*EXERCISE*: Verbatim transcription with images omitted: return the entries below in full.

*RECORDS TO PROCESS*:
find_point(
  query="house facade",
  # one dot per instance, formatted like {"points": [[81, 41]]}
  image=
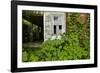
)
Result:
{"points": [[54, 24]]}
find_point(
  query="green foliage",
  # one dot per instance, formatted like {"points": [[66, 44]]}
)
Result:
{"points": [[73, 45]]}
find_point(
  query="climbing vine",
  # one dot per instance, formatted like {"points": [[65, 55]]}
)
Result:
{"points": [[73, 45]]}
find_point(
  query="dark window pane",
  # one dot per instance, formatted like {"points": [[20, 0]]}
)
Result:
{"points": [[54, 29], [60, 27]]}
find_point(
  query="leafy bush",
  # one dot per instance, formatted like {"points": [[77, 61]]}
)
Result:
{"points": [[73, 45]]}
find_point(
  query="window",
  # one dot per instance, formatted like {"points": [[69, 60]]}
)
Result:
{"points": [[54, 29], [60, 27]]}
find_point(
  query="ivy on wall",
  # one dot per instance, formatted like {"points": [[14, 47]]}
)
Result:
{"points": [[73, 45]]}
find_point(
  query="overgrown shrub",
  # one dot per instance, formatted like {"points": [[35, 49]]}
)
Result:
{"points": [[73, 45]]}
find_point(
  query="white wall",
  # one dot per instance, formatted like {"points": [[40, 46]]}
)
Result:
{"points": [[5, 37]]}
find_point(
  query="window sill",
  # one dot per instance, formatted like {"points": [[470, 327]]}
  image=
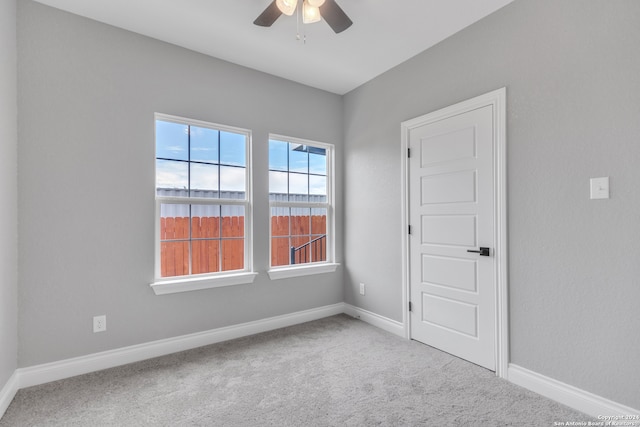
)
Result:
{"points": [[307, 270], [197, 283]]}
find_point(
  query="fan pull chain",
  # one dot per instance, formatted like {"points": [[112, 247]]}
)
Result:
{"points": [[304, 33]]}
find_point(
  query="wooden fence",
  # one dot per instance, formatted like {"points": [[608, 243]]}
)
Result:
{"points": [[222, 244]]}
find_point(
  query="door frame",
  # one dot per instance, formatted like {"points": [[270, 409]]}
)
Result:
{"points": [[497, 99]]}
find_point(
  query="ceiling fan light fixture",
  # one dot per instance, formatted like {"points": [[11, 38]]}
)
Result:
{"points": [[310, 14], [287, 6]]}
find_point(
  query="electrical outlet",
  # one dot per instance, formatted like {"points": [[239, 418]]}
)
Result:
{"points": [[99, 323]]}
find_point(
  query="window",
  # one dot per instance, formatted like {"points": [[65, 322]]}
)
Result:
{"points": [[202, 204], [301, 204]]}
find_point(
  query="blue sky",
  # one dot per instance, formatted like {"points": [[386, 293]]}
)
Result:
{"points": [[292, 168]]}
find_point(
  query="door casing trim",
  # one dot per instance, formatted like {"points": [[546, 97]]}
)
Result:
{"points": [[497, 99]]}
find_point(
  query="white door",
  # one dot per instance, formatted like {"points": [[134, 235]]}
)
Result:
{"points": [[451, 212]]}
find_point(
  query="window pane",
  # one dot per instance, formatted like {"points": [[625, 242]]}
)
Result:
{"points": [[205, 256], [233, 149], [172, 140], [232, 254], [318, 221], [298, 187], [280, 221], [174, 259], [171, 176], [204, 144], [233, 221], [318, 161], [318, 185], [205, 221], [278, 182], [300, 250], [298, 158], [174, 221], [278, 155], [204, 180], [232, 179], [280, 251], [300, 221], [318, 248]]}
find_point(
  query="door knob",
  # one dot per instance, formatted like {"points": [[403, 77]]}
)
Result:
{"points": [[482, 251]]}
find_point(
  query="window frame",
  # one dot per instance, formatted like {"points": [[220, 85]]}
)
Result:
{"points": [[172, 284], [318, 267]]}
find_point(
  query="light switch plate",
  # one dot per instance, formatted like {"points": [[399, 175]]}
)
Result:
{"points": [[600, 188]]}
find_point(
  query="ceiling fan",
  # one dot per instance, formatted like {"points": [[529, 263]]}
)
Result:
{"points": [[312, 11]]}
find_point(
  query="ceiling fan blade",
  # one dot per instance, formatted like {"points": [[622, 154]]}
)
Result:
{"points": [[335, 16], [269, 16]]}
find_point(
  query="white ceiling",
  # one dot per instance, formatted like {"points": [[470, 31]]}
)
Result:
{"points": [[385, 33]]}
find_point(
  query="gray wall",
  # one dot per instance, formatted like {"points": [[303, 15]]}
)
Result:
{"points": [[572, 73], [87, 95], [9, 192]]}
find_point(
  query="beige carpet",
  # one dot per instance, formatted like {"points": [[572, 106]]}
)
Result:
{"points": [[336, 371]]}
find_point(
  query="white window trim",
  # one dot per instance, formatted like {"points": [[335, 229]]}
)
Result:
{"points": [[277, 273], [328, 266], [192, 282]]}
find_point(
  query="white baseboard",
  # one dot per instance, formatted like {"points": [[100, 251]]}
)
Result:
{"points": [[8, 392], [40, 374], [376, 320], [568, 395], [573, 397]]}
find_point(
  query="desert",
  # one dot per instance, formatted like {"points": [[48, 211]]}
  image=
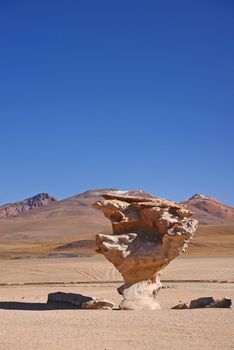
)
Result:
{"points": [[49, 261]]}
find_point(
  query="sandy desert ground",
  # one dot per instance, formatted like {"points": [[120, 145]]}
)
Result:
{"points": [[26, 322]]}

*RESULT*:
find_point(
  query="house facade",
  # one dot per instance, formatted like {"points": [[81, 41]]}
  image=
)
Result:
{"points": [[54, 24]]}
find_point(
  query="green foliage",
  # one dot per instance, formatted like {"points": [[66, 44]]}
)
Result:
{"points": [[73, 45]]}
find_point(
  query="climbing vine",
  # one dot per instance, formatted like {"points": [[65, 55]]}
)
Result:
{"points": [[73, 45]]}
find_point(
  query="dark window pane",
  # one dot per instance, formatted like {"points": [[20, 0]]}
)
Result:
{"points": [[54, 29], [60, 27]]}
find_point(
  query="leafy bush",
  # one dot per instance, formatted like {"points": [[77, 61]]}
)
Result:
{"points": [[73, 45]]}
find_point(
  query="window",
  # one dot per instance, formatted like {"points": [[69, 60]]}
)
Result:
{"points": [[54, 29], [60, 27]]}
find_point(
  query="ivy on wall",
  # one dot per instance, formatted like {"points": [[14, 47]]}
)
Result:
{"points": [[73, 45]]}
find_point(
  query="overgrown shrub",
  # one dot per instance, formatted like {"points": [[35, 49]]}
)
Result:
{"points": [[73, 45]]}
find_point(
  query="white wall",
  # one dot per instance, formatted like {"points": [[40, 46]]}
)
Result:
{"points": [[5, 37]]}
find_point(
  query="window sill",
  # one dot per instance, formatted like {"points": [[470, 327]]}
  image=
)
Result:
{"points": [[307, 270], [197, 283]]}
find_point(
  query="fan pull chain",
  # one dot per instance, formatted like {"points": [[112, 247]]}
)
Result:
{"points": [[304, 33]]}
find_point(
  query="wooden fence",
  # one dot per instance, formatted like {"points": [[608, 243]]}
)
Result:
{"points": [[222, 244]]}
find_point(
  query="door frame",
  # one dot per instance, formatted like {"points": [[270, 409]]}
)
Result:
{"points": [[497, 99]]}
find_point(
  query="ceiling fan light fixture",
  # one dot per instance, formatted like {"points": [[11, 38]]}
)
Result:
{"points": [[310, 14], [287, 6]]}
find_point(
  query="electrical outlet",
  # one dot per instance, formatted like {"points": [[239, 418]]}
)
Result:
{"points": [[99, 323]]}
find_point(
  query="window",
  # one dot per instance, formatted like {"points": [[65, 322]]}
)
Result:
{"points": [[202, 204], [301, 204]]}
find_point(
  query="blue sky",
  # one dot per instance, formatted like {"points": [[386, 293]]}
)
Result:
{"points": [[292, 168]]}
find_point(
  query="door casing trim",
  # one dot per instance, formatted like {"points": [[546, 97]]}
)
Result:
{"points": [[497, 99]]}
find_point(
  query="white door",
  # one dot per instance, formatted like {"points": [[134, 235]]}
)
Result:
{"points": [[451, 212]]}
find_point(
  query="window pane",
  # one dot per instance, formatted like {"points": [[625, 242]]}
)
Result:
{"points": [[205, 256], [233, 149], [172, 140], [232, 254], [318, 221], [298, 187], [280, 221], [174, 259], [171, 176], [204, 144], [233, 221], [318, 161], [318, 185], [205, 221], [278, 182], [300, 250], [298, 158], [174, 221], [278, 155], [204, 180], [232, 179], [280, 251], [300, 221], [318, 248]]}
find_point(
  query="door knob",
  # one dot per instance, formatted like {"points": [[403, 77]]}
)
Result:
{"points": [[482, 251]]}
find_point(
  query="window frame",
  # one dot per instance, formatted like {"points": [[220, 85]]}
)
Result:
{"points": [[172, 284], [318, 267]]}
find_point(
  query="light switch plate",
  # one dot per instance, formatted like {"points": [[399, 175]]}
)
Result:
{"points": [[600, 188]]}
find_point(
  query="ceiling fan",
  # one dot per instance, formatted like {"points": [[529, 263]]}
)
Result:
{"points": [[312, 11]]}
find_point(
  query="ceiling fan blade",
  # one dot per instance, formatted like {"points": [[622, 154]]}
)
Result:
{"points": [[335, 16], [269, 16]]}
find_point(
  query="white ceiling",
  # one dot per instance, formatted like {"points": [[470, 31]]}
)
Result:
{"points": [[385, 33]]}
find_point(
  query="gray wall",
  # one dot per instance, formatted like {"points": [[303, 15]]}
)
Result:
{"points": [[572, 73], [87, 95], [9, 192]]}
find_point(
  query="beige carpet",
  # one dot per instance, formatted like {"points": [[572, 106]]}
)
Result:
{"points": [[336, 371]]}
find_point(
  query="white window trim",
  # one dot per instance, formatted like {"points": [[335, 229]]}
)
Result:
{"points": [[277, 273], [328, 266], [192, 282]]}
find_point(
  query="white baseboard",
  # one dot per instance, formatted like {"points": [[100, 251]]}
)
Result:
{"points": [[8, 392], [40, 374], [376, 320], [568, 395], [573, 397]]}
find_point(
  query="desert",
  # one dot per instance, formatted like {"points": [[48, 211]]}
  image=
)
Result:
{"points": [[49, 261]]}
find_point(
  query="sandy desert ground",
  # one dot per instance, formatted like {"points": [[120, 145]]}
)
Result:
{"points": [[26, 322]]}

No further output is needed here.